__EXTRACT TO READ__.
++++++++++

Now, you can extract all the members that exist inside Orbit, take what information is relevant for your use-case and import that information inside the company CRM. You can even store them in your data-lake and enrich any user information with their community standing in a very frictionless manner. Quite neat I should say.

This integrations work the other way around too. You can export product data from your production database and into the data-lake, then for each community member you have, you can create a Note which is a simple text associated with the community member and visible inside their Orbit profile. This Note could be a simple generated text that contains information about their product use, like:

plan: standard
Number of machines: 16
Last login: 22-11-2020
Usage: very active

This gives you valuable context in your interactions with the community members, since you know how they have interacted with the product, how credible their feedback is, etc. To super-charge this integration, a SSO system for your forum and main product would ensure that people don’t use different emails, thus making impossible to correlate their identities.

Regarding the orbit framework, it is certainly useful that the tools offers an abstraction to the Community Manager in regards to community member segmentation. It is an easy and quick way to understand how the community is evolving and get a quick understanding of a member’s identity inside the community, either by viewing their reach , their love (total engagement) or their orbit level. As a professional, I think I would prefer to be able to customize the point system of my platform, as I feel that for each community, the same activities could have different points so that the model is more reflective of the community reality.

For example, in my twitter community, there is a member which is depicted as Orbit 1 or inner community, but I would even hesitate to call them a community member. The reason is that they are a media account talking about the Greek Startup ecosystem. They have simply mentioned Netdata a lot of times, either in the context of funding announcements, hiring or simply as a greek startup.

Thus, I would probably reduce the impact a tweet can have in considering a user part of my community. Although I am sure that there is a rationale behind the point system, which might be appropriate for more cases, offering the choice seems like a low-hanging fruit.

You can join the beta-testing and the slack channel, by visiting Orbit.

Data sources


Savannah is the brainchild of Michael Hall, Senior Community Manager at InfluxDB. I met Michael, during his time in the Linux Foundation, when I was an active member of the EdgeX Foundry community in my IoT years.

I met Michael again in the DevRel collective slack and he was kind enough to invite me for a closed beta of SavannahHQ, a community CRM for Developer Relations, by a Developer Relations guy.

Savannah offers a great aggregate view of the various aspects of my community, integrating the Graphs inside the dashboard (in contrast with Orbit which are isolated). For some reason, this offers a greater user experience, with the product feeling much more coherent.

For example, taking the contributions example from Orbit, in Savannah I can view the number of total contributions for the period and then a contribution-by-channel pie chart.

++++++++++

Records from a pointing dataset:

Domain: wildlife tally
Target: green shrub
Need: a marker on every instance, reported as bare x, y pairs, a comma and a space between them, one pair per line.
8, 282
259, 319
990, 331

++++++++++

__WORK INSTRUCTIONS__.
**a)** For each statement, decide whether it agrees with the Orbit and Savannah text, answering yes or no and quoting the words that settle it. (i) Savannah was created by Michael Hall, Senior Community Manager at InfluxDB. (ii) Orbit integrates its graphs inside the dashboard. (iii) The sample Note lists 16 machines.
**b)** Write the next part of the Orbit and Savannah text, continuing after its final sentence.
The items are independent material and are not part of the Orbit and Savannah text.

__RESPONSES__.
**a)**
(i) Yes: "Savannah is the brainchild of Michael Hall, Senior Community Manager at InfluxDB."
(ii) No: "integrating the Graphs inside the dashboard (in contrast with Orbit which are isolated)"
(iii) Yes: "Number of machines: 16"

**b)**
Savannah Contributions

The information is the same, but in Savannah is more thoughtfully presented.

In essence, Savannah does a functional division of the community in:

  • Conversations
  • Members
  • Contributions
  • Connections

It offers a view of the community for each function, both in terms of the aggregate, but also in terms of distinct community members. For example, in the image bellow, we see the total number of conversations in the Netdata community, we see conversations by Tag (keyword-based) but also we see a list of community members, based on activity, engagement, etc.

Finally, one of the most interesting features of SavannahHQ is the connections tab, which shows the community as a graph, where each community member is a node and each edge is a connection between 2 community members. A connection is defined as the interaction of 2 community members on some platform at some point in their community journey.

As this feature is somewhat complex, meaning that it is just a visualization, and demands experience to properly decode the patterns and shapes that you see, it’s best to visit the docs and read how different shapes can signify different things about the health of the community. It’s a great start and I can’t wait to see this feature evolve by giving the user actionable insights about their community, without demanding excessive experience from their part.

Final Words

SavannahHQ is a one-man band project and it shows, it’s much more immature than orbit, with a number of features missing from the package, such as a robust read API to be able to extract all this info from the platform and to a proprietary data warehouse or to enrich the central CRM of your company. Moreover, there are a number of features here and there, that are currently missing and are implemented as we speak. For example, Savannah offers a historical view of the community that goes up to 6 months in the past.

On the positive side, because it’s a one-man band with a small slack community, feedback is integrated in a rapid manner.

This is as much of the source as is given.